L’US Air Force ne veut pas reproduire les erreurs du programme F-35 avec le programme NGAD

Selon le secrétaire à l’US Air Force, Frank Kendall, il est indispensable d’éviter, avec le programme NGAD, les mêmes erreurs qui ont handicapé le programme F-35. Mais cela pourrait être bien plus difficile à faire qu’à dire, au regard de l’organisation de l’industrie de défense outre-atlantique.

Dans une interview donnée à CBS news, l’ancien négociateur en chef des programmes d’armement du Pentagone et ancien vice-président de Raytheon, Shay Assad, dresse un constat au vitriol des pratiques de facturation appliquées par les géants de l’industrie de défense américaine.

Selon lui, à la suite de la réorganisation industrielle de 1993 ayant permis de fusionner la cinquantaine d’entreprises majeures de la Base Industrielle et Technologique de Défense ou BITD, américaine en cinq grands groupes qui aujourd’hui s’avèrent être les cinq plus grandes entreprises mondiales de ce domaine (dans l’ordre Lockheed-Martin, Raytheon, Boeing, Northrop Grumman et General Dynamics), le Pentagone a créé une situation de monopole pour chacun des équipements produits, amenant à une explosion des prix facturés par ces entreprises.

Ainsi, selon Shay Assad, en 1990, un missile Stinger coutait 25.000 $ à l’US Army, alors que Raytheon facture désormais 400.000 $ par missile. Même en tenant compte de l’inflation et des avancées technologiques entre les versions de missiles, le prix a été multiplié par 7.

Autre exemple cité en référence par celui qui se désigne désormais lui-même comme « le pire ennemi de l’industrie de défense US », un distributeur d’huile, acheté jusqu’, il y a peu par la NASA à 378 $ l’unité, est vendu au Pentagone pour 10.000 $ par son fabricant.
· · · · ·
Énoncé 1: D'après l'article sur le programme NGAD, combien un missile Stinger coûtait-il à l'US Army en 1990 ?
L'article et les entrées n'ont aucun lien entre eux.
· · · · ·
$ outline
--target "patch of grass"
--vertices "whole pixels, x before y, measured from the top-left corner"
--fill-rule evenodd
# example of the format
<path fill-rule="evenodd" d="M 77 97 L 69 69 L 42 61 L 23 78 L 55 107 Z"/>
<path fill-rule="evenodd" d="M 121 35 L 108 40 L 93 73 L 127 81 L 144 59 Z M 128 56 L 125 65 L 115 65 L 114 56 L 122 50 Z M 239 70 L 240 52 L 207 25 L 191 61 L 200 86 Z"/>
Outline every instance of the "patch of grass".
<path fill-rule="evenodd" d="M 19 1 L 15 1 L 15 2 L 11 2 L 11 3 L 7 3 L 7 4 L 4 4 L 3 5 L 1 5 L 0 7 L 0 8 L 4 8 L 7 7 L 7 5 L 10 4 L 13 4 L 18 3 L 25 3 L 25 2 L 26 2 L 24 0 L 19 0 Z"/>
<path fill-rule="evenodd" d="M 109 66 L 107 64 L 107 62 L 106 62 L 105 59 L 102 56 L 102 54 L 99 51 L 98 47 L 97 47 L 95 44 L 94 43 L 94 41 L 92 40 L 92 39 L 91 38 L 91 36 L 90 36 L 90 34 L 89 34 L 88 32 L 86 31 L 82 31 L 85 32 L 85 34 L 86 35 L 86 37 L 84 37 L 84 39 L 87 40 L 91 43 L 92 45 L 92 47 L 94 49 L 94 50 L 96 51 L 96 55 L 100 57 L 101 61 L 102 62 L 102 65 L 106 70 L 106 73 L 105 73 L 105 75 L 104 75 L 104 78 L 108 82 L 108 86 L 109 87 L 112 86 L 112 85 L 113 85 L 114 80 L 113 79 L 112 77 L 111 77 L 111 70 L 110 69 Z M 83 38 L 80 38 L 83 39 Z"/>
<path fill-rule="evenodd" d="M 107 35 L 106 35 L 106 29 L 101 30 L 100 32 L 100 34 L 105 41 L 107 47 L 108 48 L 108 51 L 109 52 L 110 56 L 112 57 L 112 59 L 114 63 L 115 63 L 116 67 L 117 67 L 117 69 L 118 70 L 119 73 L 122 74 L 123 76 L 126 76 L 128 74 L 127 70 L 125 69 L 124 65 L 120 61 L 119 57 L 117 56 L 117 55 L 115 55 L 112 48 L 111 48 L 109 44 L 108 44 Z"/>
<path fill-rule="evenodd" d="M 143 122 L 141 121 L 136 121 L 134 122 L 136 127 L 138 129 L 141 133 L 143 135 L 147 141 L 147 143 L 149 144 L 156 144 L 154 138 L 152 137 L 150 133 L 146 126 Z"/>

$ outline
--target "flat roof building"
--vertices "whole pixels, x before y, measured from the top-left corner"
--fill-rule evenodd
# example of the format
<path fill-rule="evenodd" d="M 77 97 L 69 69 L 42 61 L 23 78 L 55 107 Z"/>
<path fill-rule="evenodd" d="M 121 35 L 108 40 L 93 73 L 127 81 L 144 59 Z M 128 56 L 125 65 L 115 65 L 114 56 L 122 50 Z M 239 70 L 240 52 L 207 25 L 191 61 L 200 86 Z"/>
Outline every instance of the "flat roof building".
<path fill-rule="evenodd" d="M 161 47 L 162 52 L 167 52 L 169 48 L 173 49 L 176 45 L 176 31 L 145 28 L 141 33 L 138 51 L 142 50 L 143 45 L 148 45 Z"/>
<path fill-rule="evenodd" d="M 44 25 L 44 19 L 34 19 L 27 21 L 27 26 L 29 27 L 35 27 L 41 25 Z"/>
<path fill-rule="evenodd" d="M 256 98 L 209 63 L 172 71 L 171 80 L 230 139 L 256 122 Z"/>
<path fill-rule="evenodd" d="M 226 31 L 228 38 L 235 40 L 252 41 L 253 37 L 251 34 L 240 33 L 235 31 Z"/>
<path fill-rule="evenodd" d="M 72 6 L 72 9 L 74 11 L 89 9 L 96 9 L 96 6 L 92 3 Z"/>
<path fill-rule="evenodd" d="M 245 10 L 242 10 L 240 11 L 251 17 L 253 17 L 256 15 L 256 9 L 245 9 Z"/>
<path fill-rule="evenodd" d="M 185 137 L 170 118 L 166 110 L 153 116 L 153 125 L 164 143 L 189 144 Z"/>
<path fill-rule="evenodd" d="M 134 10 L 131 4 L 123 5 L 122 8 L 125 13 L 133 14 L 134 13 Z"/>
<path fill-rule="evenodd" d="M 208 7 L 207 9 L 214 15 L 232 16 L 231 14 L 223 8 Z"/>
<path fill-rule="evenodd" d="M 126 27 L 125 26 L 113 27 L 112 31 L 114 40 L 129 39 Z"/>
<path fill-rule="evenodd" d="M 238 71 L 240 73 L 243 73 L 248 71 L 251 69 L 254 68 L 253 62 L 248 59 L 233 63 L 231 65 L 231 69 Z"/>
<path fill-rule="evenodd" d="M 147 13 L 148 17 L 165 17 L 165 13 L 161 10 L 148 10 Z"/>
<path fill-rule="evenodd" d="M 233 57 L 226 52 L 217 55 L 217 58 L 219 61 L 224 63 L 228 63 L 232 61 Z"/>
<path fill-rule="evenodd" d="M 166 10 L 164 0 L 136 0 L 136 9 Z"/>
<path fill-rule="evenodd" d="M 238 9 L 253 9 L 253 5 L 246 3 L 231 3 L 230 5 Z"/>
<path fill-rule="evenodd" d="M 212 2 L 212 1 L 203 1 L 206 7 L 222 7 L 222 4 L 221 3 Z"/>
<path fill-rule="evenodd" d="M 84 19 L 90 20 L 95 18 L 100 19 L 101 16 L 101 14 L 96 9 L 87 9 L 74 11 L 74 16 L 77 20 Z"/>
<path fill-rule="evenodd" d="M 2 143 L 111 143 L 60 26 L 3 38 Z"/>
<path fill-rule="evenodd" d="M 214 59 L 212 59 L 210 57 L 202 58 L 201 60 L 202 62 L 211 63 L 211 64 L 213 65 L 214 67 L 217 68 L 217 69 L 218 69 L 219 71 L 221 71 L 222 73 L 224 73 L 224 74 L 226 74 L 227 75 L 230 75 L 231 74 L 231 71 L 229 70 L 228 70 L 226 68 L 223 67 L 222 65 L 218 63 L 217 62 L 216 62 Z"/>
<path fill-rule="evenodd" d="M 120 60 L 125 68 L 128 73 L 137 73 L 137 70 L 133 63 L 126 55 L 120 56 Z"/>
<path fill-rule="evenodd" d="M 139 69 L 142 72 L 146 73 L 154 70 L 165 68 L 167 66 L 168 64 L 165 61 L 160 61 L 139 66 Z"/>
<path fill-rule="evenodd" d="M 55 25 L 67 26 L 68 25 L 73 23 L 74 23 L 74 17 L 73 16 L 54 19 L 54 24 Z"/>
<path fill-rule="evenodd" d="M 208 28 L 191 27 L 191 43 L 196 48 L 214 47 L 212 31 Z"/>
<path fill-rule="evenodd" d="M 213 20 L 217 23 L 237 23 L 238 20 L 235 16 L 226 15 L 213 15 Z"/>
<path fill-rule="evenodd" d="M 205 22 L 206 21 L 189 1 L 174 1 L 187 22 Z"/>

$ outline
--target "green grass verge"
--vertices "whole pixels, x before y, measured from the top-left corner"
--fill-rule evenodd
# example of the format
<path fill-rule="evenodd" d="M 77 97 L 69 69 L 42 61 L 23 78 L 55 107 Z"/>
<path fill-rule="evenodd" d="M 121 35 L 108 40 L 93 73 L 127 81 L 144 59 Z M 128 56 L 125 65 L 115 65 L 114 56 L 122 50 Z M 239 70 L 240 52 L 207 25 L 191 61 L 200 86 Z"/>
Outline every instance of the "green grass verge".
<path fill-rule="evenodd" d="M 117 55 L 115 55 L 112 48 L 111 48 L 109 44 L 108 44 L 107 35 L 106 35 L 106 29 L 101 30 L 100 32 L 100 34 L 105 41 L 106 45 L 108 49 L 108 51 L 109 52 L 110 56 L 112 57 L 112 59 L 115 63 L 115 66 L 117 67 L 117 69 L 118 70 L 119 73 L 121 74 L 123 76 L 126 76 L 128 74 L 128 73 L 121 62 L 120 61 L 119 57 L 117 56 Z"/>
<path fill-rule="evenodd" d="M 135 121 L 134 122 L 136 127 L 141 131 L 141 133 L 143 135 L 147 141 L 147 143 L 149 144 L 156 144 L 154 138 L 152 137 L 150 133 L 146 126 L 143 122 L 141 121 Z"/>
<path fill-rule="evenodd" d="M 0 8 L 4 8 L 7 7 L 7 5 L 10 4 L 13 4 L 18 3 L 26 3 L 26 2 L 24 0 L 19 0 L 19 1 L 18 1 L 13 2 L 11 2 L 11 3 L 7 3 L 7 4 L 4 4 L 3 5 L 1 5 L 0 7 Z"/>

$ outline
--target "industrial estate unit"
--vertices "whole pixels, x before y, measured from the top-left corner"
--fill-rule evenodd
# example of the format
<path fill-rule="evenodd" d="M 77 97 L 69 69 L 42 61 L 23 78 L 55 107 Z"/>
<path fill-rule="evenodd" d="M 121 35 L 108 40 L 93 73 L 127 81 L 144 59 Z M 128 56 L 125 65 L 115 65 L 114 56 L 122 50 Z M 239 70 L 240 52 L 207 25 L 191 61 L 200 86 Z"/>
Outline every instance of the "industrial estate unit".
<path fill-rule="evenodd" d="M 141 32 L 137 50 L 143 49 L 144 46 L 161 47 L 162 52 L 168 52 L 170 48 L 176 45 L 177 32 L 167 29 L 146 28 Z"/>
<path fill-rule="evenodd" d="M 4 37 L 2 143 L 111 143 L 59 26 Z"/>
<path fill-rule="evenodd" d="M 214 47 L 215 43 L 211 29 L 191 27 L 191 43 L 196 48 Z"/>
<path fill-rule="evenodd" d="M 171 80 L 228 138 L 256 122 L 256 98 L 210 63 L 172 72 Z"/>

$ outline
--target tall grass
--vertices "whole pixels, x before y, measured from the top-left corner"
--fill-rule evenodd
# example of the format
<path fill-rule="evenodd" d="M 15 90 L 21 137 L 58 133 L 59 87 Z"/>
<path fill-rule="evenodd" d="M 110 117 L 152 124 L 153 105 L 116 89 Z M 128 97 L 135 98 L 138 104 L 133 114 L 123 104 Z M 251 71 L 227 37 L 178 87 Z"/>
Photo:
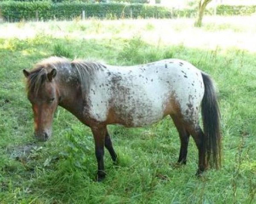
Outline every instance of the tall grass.
<path fill-rule="evenodd" d="M 55 28 L 53 23 L 49 23 Z M 166 44 L 164 39 L 149 43 L 138 37 L 143 33 L 131 38 L 97 38 L 109 27 L 105 23 L 102 23 L 99 36 L 93 38 L 41 33 L 25 40 L 0 40 L 1 203 L 255 203 L 255 54 L 221 45 L 207 49 Z M 123 23 L 115 29 L 120 26 L 126 30 L 131 26 Z M 145 25 L 143 32 L 157 29 Z M 109 126 L 119 163 L 113 165 L 106 150 L 107 177 L 102 183 L 95 182 L 97 164 L 91 132 L 70 113 L 58 108 L 53 135 L 48 142 L 39 143 L 33 137 L 33 116 L 21 71 L 52 55 L 119 65 L 175 57 L 209 74 L 220 98 L 222 169 L 210 170 L 201 178 L 195 176 L 198 151 L 192 139 L 187 165 L 174 165 L 180 141 L 167 117 L 144 128 Z"/>

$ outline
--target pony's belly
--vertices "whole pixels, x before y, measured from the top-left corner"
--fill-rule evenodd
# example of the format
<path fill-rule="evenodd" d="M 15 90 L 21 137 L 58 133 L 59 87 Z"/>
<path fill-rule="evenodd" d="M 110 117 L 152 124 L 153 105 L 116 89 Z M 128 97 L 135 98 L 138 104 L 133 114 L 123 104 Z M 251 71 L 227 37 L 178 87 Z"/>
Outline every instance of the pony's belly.
<path fill-rule="evenodd" d="M 136 110 L 123 110 L 122 111 L 116 112 L 115 115 L 114 123 L 127 127 L 148 125 L 157 122 L 164 116 L 161 109 L 147 107 L 141 107 Z"/>

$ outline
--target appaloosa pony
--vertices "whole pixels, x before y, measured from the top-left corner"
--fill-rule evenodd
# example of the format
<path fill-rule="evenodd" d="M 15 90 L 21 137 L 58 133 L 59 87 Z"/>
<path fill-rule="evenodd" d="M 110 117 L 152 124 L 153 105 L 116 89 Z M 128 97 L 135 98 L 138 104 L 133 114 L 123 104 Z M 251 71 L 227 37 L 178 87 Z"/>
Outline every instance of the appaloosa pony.
<path fill-rule="evenodd" d="M 106 175 L 104 146 L 113 161 L 117 159 L 107 125 L 143 127 L 168 115 L 180 136 L 179 163 L 186 164 L 191 135 L 198 150 L 197 174 L 207 169 L 209 163 L 217 168 L 220 165 L 220 113 L 213 82 L 187 62 L 171 59 L 116 66 L 52 57 L 23 72 L 34 112 L 35 136 L 44 141 L 50 137 L 58 105 L 70 111 L 91 129 L 98 181 Z M 201 109 L 204 132 L 198 121 Z"/>

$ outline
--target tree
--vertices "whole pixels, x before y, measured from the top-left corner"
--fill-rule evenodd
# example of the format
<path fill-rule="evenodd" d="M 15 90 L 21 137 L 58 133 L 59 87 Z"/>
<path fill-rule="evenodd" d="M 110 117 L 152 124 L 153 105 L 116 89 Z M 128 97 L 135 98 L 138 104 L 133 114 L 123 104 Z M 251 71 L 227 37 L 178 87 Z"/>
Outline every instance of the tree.
<path fill-rule="evenodd" d="M 203 3 L 202 3 L 202 1 L 203 1 Z M 201 27 L 202 26 L 202 20 L 203 19 L 204 12 L 206 6 L 211 1 L 212 1 L 212 0 L 199 0 L 198 16 L 195 23 L 195 27 Z"/>

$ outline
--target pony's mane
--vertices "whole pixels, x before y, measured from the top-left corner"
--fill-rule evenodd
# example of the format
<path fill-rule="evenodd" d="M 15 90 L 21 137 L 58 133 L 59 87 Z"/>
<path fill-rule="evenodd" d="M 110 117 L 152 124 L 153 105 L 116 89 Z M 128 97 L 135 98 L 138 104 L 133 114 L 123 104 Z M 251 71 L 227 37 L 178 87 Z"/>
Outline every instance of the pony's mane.
<path fill-rule="evenodd" d="M 76 60 L 70 62 L 65 58 L 56 57 L 45 59 L 37 63 L 30 71 L 27 78 L 27 91 L 33 91 L 37 94 L 41 86 L 47 79 L 47 74 L 55 68 L 58 74 L 58 70 L 63 67 L 74 69 L 81 84 L 83 98 L 84 99 L 85 93 L 89 88 L 90 79 L 95 72 L 102 71 L 106 67 L 97 62 Z"/>
<path fill-rule="evenodd" d="M 102 71 L 106 66 L 98 62 L 76 60 L 71 62 L 71 66 L 75 68 L 78 74 L 81 85 L 83 98 L 85 99 L 90 85 L 90 79 L 93 79 L 96 72 Z"/>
· · · · ·
Énoncé 2: Disposez en liste numérotée les lignes des entrées, en commençant au début des entrées et en terminant à la ligne qui contient « L 141 121 L », ces deux lignes comprises et sans les lignes vides.

Réponse attendue 1: En 1990, un missile Stinger coûtait 25.000 $ à l'US Army.

Réponse attendue 2:
1. $ outline
2. --target "patch of grass"
3. --vertices "whole pixels, x before y, measured from the top-left corner"
4. --fill-rule evenodd
5. # example of the format
6. <path fill-rule="evenodd" d="M 77 97 L 69 69 L 42 61 L 23 78 L 55 107 Z"/>
7. <path fill-rule="evenodd" d="M 121 35 L 108 40 L 93 73 L 127 81 L 144 59 Z M 128 56 L 125 65 L 115 65 L 114 56 L 122 50 Z M 239 70 L 240 52 L 207 25 L 191 61 L 200 86 Z"/>
8. Outline every instance of the "patch of grass".
9. <path fill-rule="evenodd" d="M 19 1 L 15 1 L 15 2 L 11 2 L 11 3 L 7 3 L 7 4 L 4 4 L 3 5 L 1 5 L 0 7 L 0 8 L 4 8 L 7 7 L 7 5 L 10 4 L 13 4 L 18 3 L 25 3 L 25 2 L 26 2 L 24 0 L 19 0 Z"/>
10. <path fill-rule="evenodd" d="M 109 66 L 107 64 L 107 62 L 106 62 L 105 59 L 102 56 L 102 54 L 99 51 L 98 47 L 97 47 L 95 44 L 94 43 L 94 41 L 92 40 L 92 39 L 91 38 L 91 36 L 90 36 L 90 34 L 89 34 L 88 32 L 86 31 L 82 31 L 85 32 L 85 34 L 86 35 L 86 37 L 84 37 L 84 39 L 87 40 L 91 43 L 92 45 L 92 47 L 94 49 L 94 50 L 96 51 L 96 55 L 100 57 L 101 61 L 102 62 L 102 65 L 106 70 L 106 73 L 105 73 L 105 75 L 104 75 L 104 78 L 108 82 L 108 86 L 109 87 L 112 86 L 112 85 L 113 85 L 114 80 L 113 79 L 112 77 L 111 77 L 111 70 L 110 69 Z M 83 38 L 80 38 L 83 39 Z"/>
11. <path fill-rule="evenodd" d="M 107 35 L 106 35 L 106 29 L 101 30 L 100 32 L 100 34 L 105 41 L 107 47 L 108 48 L 108 51 L 109 52 L 110 56 L 112 57 L 112 59 L 114 63 L 115 63 L 116 67 L 117 67 L 117 69 L 118 70 L 119 73 L 122 74 L 123 76 L 126 76 L 128 74 L 127 70 L 125 69 L 124 65 L 120 61 L 119 57 L 117 56 L 117 55 L 115 55 L 112 48 L 111 48 L 109 44 L 108 44 Z"/>
12. <path fill-rule="evenodd" d="M 143 122 L 141 121 L 136 121 L 134 122 L 136 127 L 138 129 L 141 133 L 143 135 L 147 141 L 147 143 L 149 144 L 156 144 L 154 138 L 152 137 L 150 133 L 146 126 Z"/>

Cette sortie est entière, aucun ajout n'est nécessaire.